Aim of the exercise: Express the whole listing below as a two-column CSV headed input and output. Give each passage ending in "List one box per line." its own row, with that passage under input and the boxes after it under output, each field in quotes and line breaks turned into spaces.

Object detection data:

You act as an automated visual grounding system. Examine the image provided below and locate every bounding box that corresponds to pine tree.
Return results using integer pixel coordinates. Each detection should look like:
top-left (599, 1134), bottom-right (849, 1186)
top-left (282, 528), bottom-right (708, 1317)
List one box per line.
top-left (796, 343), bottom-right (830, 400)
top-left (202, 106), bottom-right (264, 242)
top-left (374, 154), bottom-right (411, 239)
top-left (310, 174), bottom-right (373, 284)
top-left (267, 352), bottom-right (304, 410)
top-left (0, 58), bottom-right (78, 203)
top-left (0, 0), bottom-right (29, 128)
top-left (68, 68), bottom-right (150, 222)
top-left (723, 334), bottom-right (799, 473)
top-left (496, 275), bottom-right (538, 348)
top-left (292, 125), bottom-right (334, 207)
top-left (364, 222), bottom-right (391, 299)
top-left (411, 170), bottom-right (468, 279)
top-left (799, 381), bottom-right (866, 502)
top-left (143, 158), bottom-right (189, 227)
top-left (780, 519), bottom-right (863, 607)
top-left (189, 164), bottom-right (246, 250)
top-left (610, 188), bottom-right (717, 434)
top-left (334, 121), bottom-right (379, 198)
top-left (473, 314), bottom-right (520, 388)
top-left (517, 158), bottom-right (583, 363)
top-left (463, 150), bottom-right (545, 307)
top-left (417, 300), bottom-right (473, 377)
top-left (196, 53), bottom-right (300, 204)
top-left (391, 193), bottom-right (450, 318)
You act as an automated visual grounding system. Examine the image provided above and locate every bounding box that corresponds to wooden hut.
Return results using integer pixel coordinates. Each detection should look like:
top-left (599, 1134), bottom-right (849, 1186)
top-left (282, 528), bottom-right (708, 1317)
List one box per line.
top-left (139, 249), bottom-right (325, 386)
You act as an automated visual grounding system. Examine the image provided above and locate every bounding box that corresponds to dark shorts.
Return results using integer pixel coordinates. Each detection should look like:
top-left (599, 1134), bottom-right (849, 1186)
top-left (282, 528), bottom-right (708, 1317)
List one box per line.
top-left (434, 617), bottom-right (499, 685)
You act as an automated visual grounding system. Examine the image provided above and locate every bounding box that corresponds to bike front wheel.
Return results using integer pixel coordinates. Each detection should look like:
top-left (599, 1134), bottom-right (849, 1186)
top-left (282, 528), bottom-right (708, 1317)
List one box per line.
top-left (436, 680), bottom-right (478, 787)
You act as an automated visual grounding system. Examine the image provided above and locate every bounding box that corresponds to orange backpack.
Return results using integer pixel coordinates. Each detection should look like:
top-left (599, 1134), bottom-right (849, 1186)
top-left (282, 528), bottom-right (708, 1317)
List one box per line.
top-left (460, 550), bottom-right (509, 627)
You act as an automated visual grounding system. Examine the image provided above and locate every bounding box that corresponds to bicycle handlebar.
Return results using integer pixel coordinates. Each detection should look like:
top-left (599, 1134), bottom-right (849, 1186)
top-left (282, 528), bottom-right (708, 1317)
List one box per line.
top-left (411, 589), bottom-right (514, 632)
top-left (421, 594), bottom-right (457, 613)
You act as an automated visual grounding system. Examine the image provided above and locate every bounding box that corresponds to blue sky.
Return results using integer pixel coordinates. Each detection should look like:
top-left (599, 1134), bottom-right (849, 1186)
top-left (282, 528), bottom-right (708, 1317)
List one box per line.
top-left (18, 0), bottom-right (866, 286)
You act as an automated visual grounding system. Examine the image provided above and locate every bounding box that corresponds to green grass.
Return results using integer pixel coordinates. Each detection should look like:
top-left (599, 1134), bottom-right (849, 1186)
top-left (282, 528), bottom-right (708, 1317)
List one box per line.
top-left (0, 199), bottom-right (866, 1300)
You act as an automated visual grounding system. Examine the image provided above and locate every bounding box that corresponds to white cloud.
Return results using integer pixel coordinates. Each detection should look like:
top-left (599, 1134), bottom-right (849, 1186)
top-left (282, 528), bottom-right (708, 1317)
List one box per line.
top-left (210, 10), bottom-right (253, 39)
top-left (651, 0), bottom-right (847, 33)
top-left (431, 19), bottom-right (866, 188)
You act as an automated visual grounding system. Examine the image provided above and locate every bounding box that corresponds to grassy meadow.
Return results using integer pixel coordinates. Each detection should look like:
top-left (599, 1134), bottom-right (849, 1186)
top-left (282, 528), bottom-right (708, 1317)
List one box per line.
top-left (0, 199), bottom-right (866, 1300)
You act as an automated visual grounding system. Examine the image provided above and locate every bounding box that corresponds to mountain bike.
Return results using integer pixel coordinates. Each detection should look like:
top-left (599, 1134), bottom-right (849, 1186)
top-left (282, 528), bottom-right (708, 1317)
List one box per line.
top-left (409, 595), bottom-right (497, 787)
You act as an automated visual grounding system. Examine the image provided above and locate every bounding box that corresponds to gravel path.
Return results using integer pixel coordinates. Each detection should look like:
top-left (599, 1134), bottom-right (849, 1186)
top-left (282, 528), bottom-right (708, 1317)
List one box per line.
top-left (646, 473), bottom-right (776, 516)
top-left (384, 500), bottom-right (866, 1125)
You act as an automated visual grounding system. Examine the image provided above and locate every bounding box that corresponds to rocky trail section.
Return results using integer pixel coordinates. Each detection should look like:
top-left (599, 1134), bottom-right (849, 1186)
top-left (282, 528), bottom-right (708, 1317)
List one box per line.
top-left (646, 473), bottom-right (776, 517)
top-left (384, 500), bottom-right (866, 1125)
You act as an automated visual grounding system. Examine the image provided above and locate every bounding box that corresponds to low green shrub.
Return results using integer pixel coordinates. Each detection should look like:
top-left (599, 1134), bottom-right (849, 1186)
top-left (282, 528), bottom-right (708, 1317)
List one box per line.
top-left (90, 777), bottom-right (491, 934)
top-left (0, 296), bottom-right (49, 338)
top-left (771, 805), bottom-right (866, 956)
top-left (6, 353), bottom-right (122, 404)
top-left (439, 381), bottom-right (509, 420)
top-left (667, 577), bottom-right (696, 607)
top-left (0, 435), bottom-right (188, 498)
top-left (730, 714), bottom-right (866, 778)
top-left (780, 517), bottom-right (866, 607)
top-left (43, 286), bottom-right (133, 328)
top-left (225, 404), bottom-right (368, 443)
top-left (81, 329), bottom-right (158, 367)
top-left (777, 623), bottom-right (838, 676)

Expected answer:
input,output
"You act as an automated visual grounding system. Examine the image provided below and locate every bounding box that corresponds to pine tree. Return results using integer pixel coordinates. Each detection should look like: top-left (599, 1134), bottom-right (849, 1186) top-left (282, 528), bottom-right (708, 1317) List one box per line.","top-left (796, 343), bottom-right (830, 400) top-left (202, 106), bottom-right (264, 242) top-left (374, 154), bottom-right (411, 239) top-left (310, 174), bottom-right (373, 284) top-left (267, 352), bottom-right (304, 410) top-left (0, 58), bottom-right (78, 203) top-left (0, 0), bottom-right (29, 128) top-left (68, 68), bottom-right (150, 222) top-left (723, 334), bottom-right (799, 473) top-left (496, 275), bottom-right (538, 348) top-left (292, 125), bottom-right (334, 207) top-left (364, 222), bottom-right (391, 299) top-left (411, 170), bottom-right (468, 279) top-left (799, 381), bottom-right (866, 502) top-left (143, 158), bottom-right (189, 227) top-left (780, 519), bottom-right (863, 607) top-left (189, 164), bottom-right (246, 250) top-left (610, 188), bottom-right (717, 434) top-left (334, 121), bottom-right (379, 198) top-left (473, 314), bottom-right (520, 388) top-left (517, 158), bottom-right (583, 363) top-left (463, 150), bottom-right (545, 307) top-left (417, 300), bottom-right (473, 377) top-left (196, 53), bottom-right (300, 204) top-left (391, 193), bottom-right (450, 318)"
"You act as an automated visual grounding system. Examine the image provided above and locate every bounding box that corresponds to wooden hut. Return results using integer pixel coordinates. Each detection should look like: top-left (599, 1134), bottom-right (849, 1186) top-left (282, 528), bottom-right (708, 1317) List one box per line.","top-left (139, 249), bottom-right (325, 386)"
"You act as an automated visual grounding system. Examine the image provided above and locate every bounding box that corresponds to dark shorts. Return results using integer pixel coordinates. Each detection should look like: top-left (599, 1134), bottom-right (849, 1186) top-left (282, 528), bottom-right (708, 1317) List one box per line.","top-left (434, 617), bottom-right (499, 685)"
"You act as an automated visual grounding system. Examine the image provided above and locate every bounding box that corresponds to bike front wheel. Return results using integer pixel coordinates. Each detection should look like: top-left (599, 1134), bottom-right (849, 1186) top-left (282, 528), bottom-right (708, 1317) List one box per line.","top-left (436, 680), bottom-right (478, 787)"
"You act as an automated visual grounding system. Examine the image provided above and locate every bounding box that corresponds to orange backpack. Return results using integer pixel coordinates. Each detection should look like: top-left (599, 1134), bottom-right (849, 1186) top-left (282, 528), bottom-right (708, 1317) List one box per line.","top-left (460, 550), bottom-right (509, 627)"
"You act as an automated visual grounding system. Examine the image provided above and locate every bounding box that corresponds to bicycle handlebar. Return results using integer pixel coordinates. Each detection should look like: top-left (599, 1134), bottom-right (849, 1186) top-left (282, 528), bottom-right (708, 1317) List one box per line.","top-left (411, 589), bottom-right (514, 632) top-left (421, 594), bottom-right (457, 613)"
"You act as an automated visual grounding system. Examine the image provided above and locate every bounding box that corresponds to blue sky. Return results using integer pixel coordinates. Each detection should look like: top-left (599, 1134), bottom-right (849, 1186) top-left (282, 528), bottom-right (708, 1317) List one box per line.","top-left (18, 0), bottom-right (866, 286)"
"You act as an automated visual grounding system. Examine the image provided above and locate every bounding box that corresponds to green grass. Return results using integer pixel coordinates. Each detection should look like: top-left (599, 1134), bottom-right (849, 1186) top-left (282, 528), bottom-right (708, 1317) List one box per line.","top-left (0, 199), bottom-right (866, 1300)"
"You act as an automated visual grounding system. Examine the image provided above and locate every bounding box that corresponds to white cloud. Return results using integer pixel coordinates. Each detection should look like: top-left (599, 1134), bottom-right (849, 1186) top-left (282, 528), bottom-right (708, 1317) List one box per line.","top-left (210, 10), bottom-right (253, 39) top-left (651, 0), bottom-right (847, 33) top-left (431, 19), bottom-right (866, 188)"
"You act as an automated visual grounding system. Examine the image provided above and locate every bounding box that corresponds to grassy meadow. Return results using integer pixel coordinates. Each detection should look like: top-left (599, 1134), bottom-right (849, 1186) top-left (282, 528), bottom-right (708, 1317) List one box per line.","top-left (0, 199), bottom-right (866, 1300)"
"You act as an automated visual grounding system. Examine the image provided above and locate every bounding box that corresponds to mountain bike. Return results using integer pixel coordinates. Each detection should look like: top-left (599, 1134), bottom-right (849, 1186) top-left (282, 528), bottom-right (708, 1317) List one box per line.","top-left (409, 595), bottom-right (497, 787)"
"You act as an automated visual grounding system. Examine the image provided above and locate every bounding box that corresponds to gravel path. Return results using integer pixel coordinates. Each detection should look like: top-left (599, 1134), bottom-right (849, 1186) top-left (282, 528), bottom-right (708, 1317) List one box per line.","top-left (646, 473), bottom-right (776, 516) top-left (384, 500), bottom-right (866, 1125)"
"You act as an automated visual grounding system. Examine the image provided above and locate every bounding box that corresponds to rocky trail section. Return results using integer pixel coordinates. Each detection should look like: top-left (599, 1134), bottom-right (849, 1186) top-left (282, 528), bottom-right (708, 1317) List one box per line.","top-left (646, 473), bottom-right (776, 517) top-left (384, 500), bottom-right (866, 1125)"
"You act as an automated visual grounding system. Examine the image provided above and locate every bounding box that corresponds to low green shrub. Return results using integer pixel coordinates. Each detection should look like: top-left (599, 1134), bottom-right (849, 1186) top-left (282, 528), bottom-right (708, 1317) List one box per line.","top-left (90, 777), bottom-right (491, 934) top-left (0, 296), bottom-right (49, 338) top-left (771, 805), bottom-right (866, 956) top-left (6, 353), bottom-right (122, 404) top-left (439, 381), bottom-right (509, 420) top-left (667, 577), bottom-right (696, 607) top-left (0, 435), bottom-right (188, 498) top-left (730, 714), bottom-right (866, 778) top-left (780, 517), bottom-right (866, 607) top-left (43, 286), bottom-right (133, 328) top-left (225, 404), bottom-right (368, 443) top-left (81, 329), bottom-right (158, 367) top-left (777, 623), bottom-right (838, 676)"